Exercise instructions. Going through the material below, please gather all lines with the word "banner" in them.

┄┄┄┄┄┄

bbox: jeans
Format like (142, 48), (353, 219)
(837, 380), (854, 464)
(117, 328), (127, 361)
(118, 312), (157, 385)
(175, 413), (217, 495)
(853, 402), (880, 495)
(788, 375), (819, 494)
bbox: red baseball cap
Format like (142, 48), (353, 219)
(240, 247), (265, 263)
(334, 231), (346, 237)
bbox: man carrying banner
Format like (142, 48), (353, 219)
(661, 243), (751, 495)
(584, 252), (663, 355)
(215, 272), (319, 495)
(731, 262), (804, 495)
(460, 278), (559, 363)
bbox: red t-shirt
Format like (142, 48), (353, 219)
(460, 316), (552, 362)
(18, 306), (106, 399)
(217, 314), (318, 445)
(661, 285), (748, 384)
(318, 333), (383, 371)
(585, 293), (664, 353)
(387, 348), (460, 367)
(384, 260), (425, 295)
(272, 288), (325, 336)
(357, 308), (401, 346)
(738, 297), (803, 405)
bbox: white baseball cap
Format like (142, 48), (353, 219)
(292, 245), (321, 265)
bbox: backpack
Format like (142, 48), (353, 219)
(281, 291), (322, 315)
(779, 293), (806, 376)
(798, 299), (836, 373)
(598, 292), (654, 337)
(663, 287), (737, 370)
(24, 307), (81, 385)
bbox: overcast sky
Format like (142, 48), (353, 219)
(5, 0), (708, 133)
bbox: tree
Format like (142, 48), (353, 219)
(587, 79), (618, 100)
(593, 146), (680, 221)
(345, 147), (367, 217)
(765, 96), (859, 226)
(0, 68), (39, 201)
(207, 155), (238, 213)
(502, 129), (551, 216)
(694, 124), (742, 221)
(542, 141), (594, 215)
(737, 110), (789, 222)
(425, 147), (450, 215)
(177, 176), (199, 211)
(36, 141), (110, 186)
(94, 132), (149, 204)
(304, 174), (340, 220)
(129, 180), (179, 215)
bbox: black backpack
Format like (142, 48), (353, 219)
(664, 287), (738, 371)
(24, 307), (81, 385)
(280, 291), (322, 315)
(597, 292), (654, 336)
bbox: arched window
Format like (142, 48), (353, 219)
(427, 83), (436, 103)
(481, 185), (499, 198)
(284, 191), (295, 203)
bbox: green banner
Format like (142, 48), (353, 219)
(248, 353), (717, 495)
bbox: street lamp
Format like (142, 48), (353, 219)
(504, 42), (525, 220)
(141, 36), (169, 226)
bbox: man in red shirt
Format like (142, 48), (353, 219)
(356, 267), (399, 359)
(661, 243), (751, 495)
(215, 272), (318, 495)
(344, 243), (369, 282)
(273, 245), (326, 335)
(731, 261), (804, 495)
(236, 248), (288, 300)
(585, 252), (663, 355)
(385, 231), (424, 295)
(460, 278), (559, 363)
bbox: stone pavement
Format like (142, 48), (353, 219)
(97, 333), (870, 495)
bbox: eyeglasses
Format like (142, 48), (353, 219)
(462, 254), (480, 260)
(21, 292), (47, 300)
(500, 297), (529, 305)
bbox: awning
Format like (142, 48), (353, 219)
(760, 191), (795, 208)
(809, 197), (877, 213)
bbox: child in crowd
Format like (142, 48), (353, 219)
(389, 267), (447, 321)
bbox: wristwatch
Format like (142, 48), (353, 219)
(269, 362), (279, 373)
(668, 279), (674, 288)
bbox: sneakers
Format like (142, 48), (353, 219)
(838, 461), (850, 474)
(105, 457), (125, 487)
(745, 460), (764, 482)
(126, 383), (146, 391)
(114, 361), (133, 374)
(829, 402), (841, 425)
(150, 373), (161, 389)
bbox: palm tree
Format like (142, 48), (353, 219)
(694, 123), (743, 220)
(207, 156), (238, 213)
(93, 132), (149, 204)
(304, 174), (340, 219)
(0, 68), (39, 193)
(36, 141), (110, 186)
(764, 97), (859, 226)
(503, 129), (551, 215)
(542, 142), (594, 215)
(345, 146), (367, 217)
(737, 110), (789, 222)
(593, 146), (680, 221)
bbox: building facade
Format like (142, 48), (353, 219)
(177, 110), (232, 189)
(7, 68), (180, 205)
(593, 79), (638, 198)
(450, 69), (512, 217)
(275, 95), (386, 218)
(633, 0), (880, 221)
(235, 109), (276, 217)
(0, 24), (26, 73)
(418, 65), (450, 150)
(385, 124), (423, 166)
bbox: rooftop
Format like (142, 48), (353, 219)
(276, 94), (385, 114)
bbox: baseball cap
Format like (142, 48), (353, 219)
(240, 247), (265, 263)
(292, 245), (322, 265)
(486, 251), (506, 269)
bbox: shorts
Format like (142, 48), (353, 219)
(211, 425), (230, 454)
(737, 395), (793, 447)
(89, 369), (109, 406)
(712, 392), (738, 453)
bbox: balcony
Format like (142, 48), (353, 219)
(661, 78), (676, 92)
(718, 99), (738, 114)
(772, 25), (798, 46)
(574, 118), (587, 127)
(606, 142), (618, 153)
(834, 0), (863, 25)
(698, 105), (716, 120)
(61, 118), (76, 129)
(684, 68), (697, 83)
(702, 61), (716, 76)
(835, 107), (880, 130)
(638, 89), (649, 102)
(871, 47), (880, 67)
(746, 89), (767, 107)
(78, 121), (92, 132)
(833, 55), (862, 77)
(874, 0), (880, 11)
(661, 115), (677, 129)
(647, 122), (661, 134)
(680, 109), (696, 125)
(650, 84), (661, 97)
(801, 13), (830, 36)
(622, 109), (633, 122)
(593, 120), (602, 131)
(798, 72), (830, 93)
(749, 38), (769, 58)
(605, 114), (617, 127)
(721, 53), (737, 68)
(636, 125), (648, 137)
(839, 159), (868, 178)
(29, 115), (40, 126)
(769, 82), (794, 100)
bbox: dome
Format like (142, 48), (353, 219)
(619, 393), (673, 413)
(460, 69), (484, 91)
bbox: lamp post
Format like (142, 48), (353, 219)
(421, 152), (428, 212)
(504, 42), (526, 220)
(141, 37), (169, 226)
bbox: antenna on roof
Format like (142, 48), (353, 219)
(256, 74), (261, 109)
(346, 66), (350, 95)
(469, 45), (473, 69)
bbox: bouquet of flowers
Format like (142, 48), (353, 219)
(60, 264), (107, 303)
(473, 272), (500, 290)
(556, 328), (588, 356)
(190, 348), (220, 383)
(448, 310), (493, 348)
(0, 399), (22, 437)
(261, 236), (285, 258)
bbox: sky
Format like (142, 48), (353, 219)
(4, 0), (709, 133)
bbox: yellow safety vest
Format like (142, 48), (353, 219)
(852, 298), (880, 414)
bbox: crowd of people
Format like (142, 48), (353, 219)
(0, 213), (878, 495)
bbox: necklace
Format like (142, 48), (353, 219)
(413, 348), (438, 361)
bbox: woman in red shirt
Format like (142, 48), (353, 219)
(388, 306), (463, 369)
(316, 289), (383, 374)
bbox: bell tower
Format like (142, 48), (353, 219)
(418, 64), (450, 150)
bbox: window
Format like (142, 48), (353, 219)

┄┄┄┄┄┄

Output of the exercise.
bbox: man carrying banner
bbox: green banner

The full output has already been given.